Extrait à lire:
╔══

Chers amis curieux et bibliophiles tout à la fois,
Restons encore ce soir sur le thème de l’imprimerie, de la libraire et de son mode de fonctionnement dans les siècles passés.
Sautons simplement un siècle par rapport au billet d’hier soir sur le Code et Règlement de la Librairie de 1723 étendu en 1744 à la France entière.
C’est en 1842 que je vous propose de vous transporter aujourd’hui.
Suivons pour ce faire les propos donnés dans une plaquette d’un format inhabituel, grand in-4 (27 x 22 cm) de 24 pages intitulée :
"Considérations sur l’état de l’imprimerie et de la librairie en France, depuis l’époque dite de la Restauration. Mémoire présenté au neuvième congrès scientifique de France, tenu à Lyon en 1841, par M. Léon Pelletier (1), bibliographe."

╚══

Lignes présentées:
╔══

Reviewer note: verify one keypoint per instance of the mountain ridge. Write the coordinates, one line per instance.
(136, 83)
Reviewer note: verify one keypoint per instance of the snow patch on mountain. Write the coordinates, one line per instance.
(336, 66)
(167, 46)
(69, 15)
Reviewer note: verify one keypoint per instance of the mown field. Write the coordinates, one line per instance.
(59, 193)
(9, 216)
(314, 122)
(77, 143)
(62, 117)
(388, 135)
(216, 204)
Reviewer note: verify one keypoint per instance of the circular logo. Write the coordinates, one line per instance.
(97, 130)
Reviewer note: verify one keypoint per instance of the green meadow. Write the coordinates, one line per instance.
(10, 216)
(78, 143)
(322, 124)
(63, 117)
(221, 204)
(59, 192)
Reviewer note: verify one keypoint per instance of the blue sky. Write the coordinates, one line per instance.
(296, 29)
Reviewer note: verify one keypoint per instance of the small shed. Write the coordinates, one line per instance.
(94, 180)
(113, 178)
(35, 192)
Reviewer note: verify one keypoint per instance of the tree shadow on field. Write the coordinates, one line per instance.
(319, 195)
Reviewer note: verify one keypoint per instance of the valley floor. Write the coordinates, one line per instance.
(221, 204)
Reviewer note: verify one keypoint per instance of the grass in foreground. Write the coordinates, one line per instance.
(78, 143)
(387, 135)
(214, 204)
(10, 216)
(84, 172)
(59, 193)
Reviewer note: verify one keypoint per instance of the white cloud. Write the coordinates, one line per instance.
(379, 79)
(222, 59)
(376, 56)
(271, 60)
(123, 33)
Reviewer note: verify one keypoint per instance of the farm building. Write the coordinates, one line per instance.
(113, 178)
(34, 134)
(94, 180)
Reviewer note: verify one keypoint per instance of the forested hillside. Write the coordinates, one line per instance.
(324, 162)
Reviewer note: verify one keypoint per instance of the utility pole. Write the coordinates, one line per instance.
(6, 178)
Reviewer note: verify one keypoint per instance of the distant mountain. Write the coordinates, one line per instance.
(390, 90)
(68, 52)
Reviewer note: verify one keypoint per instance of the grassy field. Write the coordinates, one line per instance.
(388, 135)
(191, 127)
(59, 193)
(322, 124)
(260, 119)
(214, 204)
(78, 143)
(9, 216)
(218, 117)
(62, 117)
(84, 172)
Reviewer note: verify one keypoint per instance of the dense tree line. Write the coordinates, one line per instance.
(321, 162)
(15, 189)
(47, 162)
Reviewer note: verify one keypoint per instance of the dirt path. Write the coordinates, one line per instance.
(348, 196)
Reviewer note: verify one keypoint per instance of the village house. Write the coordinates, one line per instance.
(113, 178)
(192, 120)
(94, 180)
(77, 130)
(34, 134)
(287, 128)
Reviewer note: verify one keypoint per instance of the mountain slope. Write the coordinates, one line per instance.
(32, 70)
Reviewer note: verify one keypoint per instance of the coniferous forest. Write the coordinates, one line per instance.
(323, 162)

╚══

Exercices:
(A) Reproduisez fidèlement le passage de l'extrait qui va de « Chers amis curieux » à « la France entière. », ces deux bornes comprises.
(B) Relevez toutes les années mentionnées dans l'extrait, dans leur ordre d'apparition.
Les lignes ci-dessus n'ont aucun rapport avec l'extrait.

Corrigé:
(A)
Chers amis curieux et bibliophiles tout à la fois,
Restons encore ce soir sur le thème de l’imprimerie, de la libraire et de son mode de fonctionnement dans les siècles passés.
Sautons simplement un siècle par rapport au billet d’hier soir sur le Code et Règlement de la Librairie de 1723 étendu en 1744 à la France entière.

(B) 1723, 1744, 1842, 1841